> [DATA TO USE]:
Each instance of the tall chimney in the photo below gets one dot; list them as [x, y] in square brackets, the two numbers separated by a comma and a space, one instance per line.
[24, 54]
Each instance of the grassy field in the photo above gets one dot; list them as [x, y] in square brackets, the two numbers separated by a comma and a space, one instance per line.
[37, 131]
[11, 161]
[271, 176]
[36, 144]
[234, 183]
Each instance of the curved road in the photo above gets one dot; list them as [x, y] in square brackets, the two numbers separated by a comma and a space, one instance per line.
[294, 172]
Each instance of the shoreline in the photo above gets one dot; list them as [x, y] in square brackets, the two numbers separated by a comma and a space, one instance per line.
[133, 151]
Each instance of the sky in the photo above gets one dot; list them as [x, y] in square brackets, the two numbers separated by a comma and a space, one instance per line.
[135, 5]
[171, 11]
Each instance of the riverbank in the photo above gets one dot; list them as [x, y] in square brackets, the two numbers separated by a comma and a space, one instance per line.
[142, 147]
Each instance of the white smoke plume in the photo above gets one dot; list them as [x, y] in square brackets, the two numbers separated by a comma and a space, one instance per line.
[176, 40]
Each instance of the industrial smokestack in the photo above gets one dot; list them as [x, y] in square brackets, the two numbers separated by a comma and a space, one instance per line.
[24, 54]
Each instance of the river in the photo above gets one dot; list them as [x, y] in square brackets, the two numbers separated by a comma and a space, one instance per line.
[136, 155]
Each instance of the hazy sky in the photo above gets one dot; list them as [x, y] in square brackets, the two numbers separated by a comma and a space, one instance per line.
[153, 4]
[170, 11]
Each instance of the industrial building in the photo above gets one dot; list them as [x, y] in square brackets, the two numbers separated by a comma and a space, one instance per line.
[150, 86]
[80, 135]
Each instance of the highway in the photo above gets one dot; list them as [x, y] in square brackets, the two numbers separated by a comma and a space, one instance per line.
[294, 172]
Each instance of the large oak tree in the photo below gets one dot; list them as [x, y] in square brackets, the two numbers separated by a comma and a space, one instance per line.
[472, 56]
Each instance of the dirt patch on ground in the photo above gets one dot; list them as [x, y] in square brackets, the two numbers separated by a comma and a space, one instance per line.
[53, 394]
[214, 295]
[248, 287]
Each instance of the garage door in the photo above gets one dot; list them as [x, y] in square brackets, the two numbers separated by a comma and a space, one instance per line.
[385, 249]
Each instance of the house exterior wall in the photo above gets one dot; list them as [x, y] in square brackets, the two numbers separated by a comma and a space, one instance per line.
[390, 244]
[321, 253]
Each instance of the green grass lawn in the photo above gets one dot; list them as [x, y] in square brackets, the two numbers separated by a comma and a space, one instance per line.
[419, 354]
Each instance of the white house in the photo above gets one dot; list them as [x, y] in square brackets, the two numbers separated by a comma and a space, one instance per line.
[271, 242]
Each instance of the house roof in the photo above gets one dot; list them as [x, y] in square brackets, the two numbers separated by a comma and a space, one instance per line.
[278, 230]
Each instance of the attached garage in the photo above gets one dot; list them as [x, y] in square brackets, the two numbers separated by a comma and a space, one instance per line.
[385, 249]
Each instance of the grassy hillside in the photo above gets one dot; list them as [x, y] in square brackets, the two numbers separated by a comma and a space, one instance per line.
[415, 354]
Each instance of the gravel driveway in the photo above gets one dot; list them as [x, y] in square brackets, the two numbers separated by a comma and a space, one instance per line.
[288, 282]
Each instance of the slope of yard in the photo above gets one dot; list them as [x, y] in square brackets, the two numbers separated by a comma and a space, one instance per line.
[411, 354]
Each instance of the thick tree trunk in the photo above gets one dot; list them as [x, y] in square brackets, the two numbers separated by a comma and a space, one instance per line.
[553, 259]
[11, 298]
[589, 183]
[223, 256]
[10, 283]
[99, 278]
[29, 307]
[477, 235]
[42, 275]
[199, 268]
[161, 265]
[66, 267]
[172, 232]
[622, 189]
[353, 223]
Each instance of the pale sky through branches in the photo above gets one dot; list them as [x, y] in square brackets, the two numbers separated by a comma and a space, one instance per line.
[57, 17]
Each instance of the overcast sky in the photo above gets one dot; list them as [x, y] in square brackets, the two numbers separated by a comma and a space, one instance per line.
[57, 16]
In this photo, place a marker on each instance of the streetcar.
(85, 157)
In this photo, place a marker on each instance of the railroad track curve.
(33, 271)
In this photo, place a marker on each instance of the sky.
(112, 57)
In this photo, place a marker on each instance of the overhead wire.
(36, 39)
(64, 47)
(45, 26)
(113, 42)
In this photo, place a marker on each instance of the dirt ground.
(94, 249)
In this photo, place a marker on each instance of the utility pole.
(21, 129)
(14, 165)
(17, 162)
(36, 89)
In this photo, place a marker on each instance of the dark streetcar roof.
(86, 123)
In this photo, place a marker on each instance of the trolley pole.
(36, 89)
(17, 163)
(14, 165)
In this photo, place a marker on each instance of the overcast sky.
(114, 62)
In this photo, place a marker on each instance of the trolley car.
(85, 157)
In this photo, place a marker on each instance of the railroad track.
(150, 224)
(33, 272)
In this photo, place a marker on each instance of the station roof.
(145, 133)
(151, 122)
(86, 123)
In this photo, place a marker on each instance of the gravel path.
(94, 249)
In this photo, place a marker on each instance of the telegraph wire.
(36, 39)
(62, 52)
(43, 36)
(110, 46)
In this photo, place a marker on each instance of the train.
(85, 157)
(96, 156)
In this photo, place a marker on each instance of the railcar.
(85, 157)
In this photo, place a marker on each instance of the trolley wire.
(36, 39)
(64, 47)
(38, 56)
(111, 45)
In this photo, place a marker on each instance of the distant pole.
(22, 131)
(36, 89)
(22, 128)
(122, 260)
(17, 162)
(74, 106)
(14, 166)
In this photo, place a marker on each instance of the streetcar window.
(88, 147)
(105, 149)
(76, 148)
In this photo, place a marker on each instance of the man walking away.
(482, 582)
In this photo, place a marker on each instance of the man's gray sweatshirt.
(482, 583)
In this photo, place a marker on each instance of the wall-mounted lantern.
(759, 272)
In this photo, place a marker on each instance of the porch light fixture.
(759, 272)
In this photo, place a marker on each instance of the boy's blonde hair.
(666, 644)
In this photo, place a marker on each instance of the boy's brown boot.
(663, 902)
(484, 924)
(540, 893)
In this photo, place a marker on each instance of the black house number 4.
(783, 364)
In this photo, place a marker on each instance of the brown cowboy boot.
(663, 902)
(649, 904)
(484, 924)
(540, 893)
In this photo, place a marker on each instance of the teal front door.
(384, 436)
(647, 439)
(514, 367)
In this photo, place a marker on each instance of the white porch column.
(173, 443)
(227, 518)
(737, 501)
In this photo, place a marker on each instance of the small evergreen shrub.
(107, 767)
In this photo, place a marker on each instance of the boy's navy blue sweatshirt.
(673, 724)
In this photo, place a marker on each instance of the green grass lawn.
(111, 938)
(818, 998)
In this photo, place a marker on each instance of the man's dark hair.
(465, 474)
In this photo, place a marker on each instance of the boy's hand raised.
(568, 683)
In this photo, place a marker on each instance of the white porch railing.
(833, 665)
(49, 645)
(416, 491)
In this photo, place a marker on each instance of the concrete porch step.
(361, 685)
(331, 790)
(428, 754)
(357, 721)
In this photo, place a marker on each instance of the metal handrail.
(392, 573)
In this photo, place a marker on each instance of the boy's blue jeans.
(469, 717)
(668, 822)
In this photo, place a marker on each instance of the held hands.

> [TASK]: Exact copies of all the records are to be printed.

> [OUTPUT FOR THIS EXERCISE]:
Each instance of the tall chimney in the photo below gets one dot; list them as [x, y] in square brackets, the two numbers separated by a comma and a space, one instance per line.
[24, 54]
Each instance of the grassy field in the photo above gets one dot; list them as [x, y] in square brackets, the two numbers separated by a comma and a space, one instance per line.
[37, 131]
[11, 161]
[271, 176]
[36, 144]
[234, 183]
Each instance of the curved road in the photo above gets one dot; list them as [x, y] in square brackets, the two numbers separated by a comma and a space, one instance per line.
[294, 172]
Each instance of the shoreline in the photo above gets one dot; list them as [x, y] in square brackets, the two numbers separated by a comma and a space, one instance per line.
[133, 151]
Each instance of the sky in the photo above gets one dot; list them as [x, y] in square brackets, the two numbers separated by a comma and a space, one instance per line.
[135, 5]
[171, 11]
Each instance of the riverbank in the photo above gets one dot; list them as [x, y] in square brackets, the two numbers separated by a comma and a space, one instance per line.
[142, 147]
Each instance of the white smoke plume in the photo above gets one dot; list them as [x, y] in square brackets, the two numbers separated by a comma and a space, one instance per line.
[176, 40]
Each instance of the industrial smokestack in the photo above gets one dot; list them as [x, y] in square brackets, the two numbers separated by a comma and a space, one instance per line.
[24, 54]
Each instance of the river in the photo above gets one dot; list them as [x, y] in square brackets, the two numbers separated by a comma and a space, one instance per line.
[136, 155]
Each instance of the hazy sky in the photo above gets one dot; list them as [x, y] in square brackets, the two numbers separated by a comma and a space, one instance per line.
[153, 4]
[170, 11]
Each instance of the industrial building in the photo above gets one dot; list them as [x, y] in square brackets, the two numbers separated by a comma and a space, one instance per line.
[150, 86]
[80, 135]
Each instance of the highway in the photo above gets one dot; list them as [x, y] in square brackets, the two numbers separated by a comma and a space, one instance per line.
[294, 172]
Each instance of the large oak tree in the photo below gets one dot; list them as [x, y] in square brackets, the two numbers separated by a comma and a space, one instance per line.
[472, 56]
Each instance of the dirt patch on ground in the photo above gets one dot; list them as [x, y] in square brackets, the two numbers separated by a comma and a space, one instance per line.
[53, 394]
[214, 295]
[248, 287]
Each instance of the garage door in the photo above gets one dot; list them as [x, y] in square brackets, the two numbers separated by a comma and a space, one instance per line.
[385, 249]
Each instance of the house exterior wall in the photo above gets one dot; list them as [x, y] in square brackets, the two numbers separated by a comma and a space, one instance per line.
[390, 244]
[321, 253]
Each instance of the green grass lawn in the photo above gets one dot; list them as [x, y] in square brackets, the two numbers separated by a comma and a space, one instance per line.
[419, 354]
Each instance of the white house in the photo above gets one dot; list them as [x, y] in square brackets, the two numbers separated by a comma and a space, one instance per line.
[271, 242]
Each instance of the house roof in the photo above gets one dot; list them as [x, y] in square brackets, the two numbers separated by a comma and a space, one instance per line.
[278, 230]
Each instance of the attached garage in the photo above gets one dot; list them as [x, y] in square brackets, the two numbers separated by a comma and a space, one instance per line.
[385, 249]
Each instance of the grassy hillside in the photo above gets one dot; list them as [x, y] in square brackets, the two numbers separated by a comma and a space, one instance per line.
[415, 354]
Each instance of the gravel driveway in the photo above gets one dot; list them as [x, y] in square brackets, the two numbers separated by a comma and a space, one instance per line.
[288, 282]
Each instance of the slope of yard in the photo above gets one dot; list them as [x, y] in square brackets, the two numbers separated by a comma and a space, one instance per line.
[411, 354]
Each instance of the thick tree trunk in the photo above gets one dot; list them as [x, y] in square brackets, the two numbers separated by a comma and a space, one instance per line.
[553, 259]
[11, 298]
[589, 183]
[223, 256]
[10, 283]
[99, 278]
[29, 307]
[477, 235]
[42, 275]
[199, 268]
[161, 265]
[66, 267]
[172, 232]
[622, 189]
[353, 223]
Each instance of the pale sky through branches in the photo above gets one dot; list them as [x, y] in square brackets, the two numbers separated by a comma and a space, one instance per line.
[57, 17]
Each instance of the overcast sky in the photo above gets one dot; list them as [x, y] in square brackets, the two numbers separated by a comma and a space, one instance per line.
[57, 16]
In this photo, place a marker on each instance of the streetcar.
(85, 157)
In this photo, place a marker on each instance of the railroad track curve.
(33, 271)
In this photo, place a marker on each instance of the sky.
(112, 57)
In this photo, place a marker on each instance of the overhead wire.
(36, 39)
(64, 47)
(45, 26)
(113, 42)
In this photo, place a marker on each instance of the dirt ground.
(94, 249)
In this photo, place a marker on each instance of the utility pole.
(21, 129)
(14, 165)
(17, 162)
(36, 89)
In this photo, place a marker on each instance of the dark streetcar roof.
(86, 123)
In this photo, place a marker on each instance of the trolley pole.
(36, 89)
(17, 163)
(14, 165)
In this photo, place a marker on each instance of the overcast sky.
(114, 62)
In this photo, place a marker on each instance of the trolley car.
(85, 157)
In this photo, place a marker on each instance of the railroad track.
(150, 224)
(33, 272)
In this photo, place a marker on each instance of the station roof.
(145, 133)
(151, 122)
(86, 123)
In this photo, place a marker on each instance of the gravel path.
(94, 249)
In this photo, place a marker on each instance of the telegraph wire.
(36, 39)
(62, 52)
(43, 36)
(110, 46)
In this photo, place a marker on each instance of the train.
(85, 157)
(96, 156)
In this photo, place a marker on each instance of the railcar.
(85, 157)
In this photo, place a marker on each instance of the trolley wire.
(36, 39)
(64, 47)
(38, 56)
(111, 45)
In this photo, place a marker on each instance of the distant pole.
(22, 131)
(36, 89)
(22, 128)
(122, 260)
(17, 162)
(74, 106)
(14, 166)
In this photo, place a marker on each instance of the streetcar window.
(88, 147)
(105, 149)
(76, 148)
In this photo, place a marker on each instance of the man walking away.
(482, 582)
In this photo, place a marker on each instance of the man's gray sweatshirt.
(482, 583)
In this photo, place a marker on each instance of the wall-mounted lantern.
(759, 272)
In this photo, place a marker on each instance of the porch light fixture.
(759, 272)
In this photo, place a marker on each instance of the boy's blonde hair.
(666, 644)
In this photo, place a marker on each instance of the boy's brown boot.
(663, 902)
(484, 924)
(540, 893)
In this photo, place a marker on each instance of the black house number 4.
(783, 364)
In this photo, place a marker on each instance of the brown cowboy boot.
(663, 902)
(649, 904)
(484, 924)
(540, 893)
In this photo, place a marker on each instance of the teal front door.
(384, 436)
(647, 439)
(514, 367)
In this photo, place a marker on each instance of the white porch column.
(173, 443)
(227, 518)
(737, 501)
In this photo, place a marker on each instance of the small evergreen shrub.
(107, 767)
In this photo, place a marker on each instance of the boy's navy blue sweatshirt.
(673, 724)
In this photo, place a marker on each instance of the green grass lawn.
(111, 938)
(818, 998)
In this photo, place a marker on each instance of the man's dark hair.
(465, 474)
In this photo, place a marker on each instance of the boy's hand raised.
(568, 683)
In this photo, place a marker on each instance of the white porch railing.
(833, 665)
(49, 645)
(416, 491)
In this photo, place a marker on each instance of the concrete porch step.
(361, 685)
(331, 790)
(428, 754)
(357, 721)
In this photo, place a marker on each instance of the metal handrail.
(392, 573)
In this photo, place a marker on each instance of the boy's blue jeans.
(469, 717)
(668, 822)
In this photo, place a marker on each instance of the held hands.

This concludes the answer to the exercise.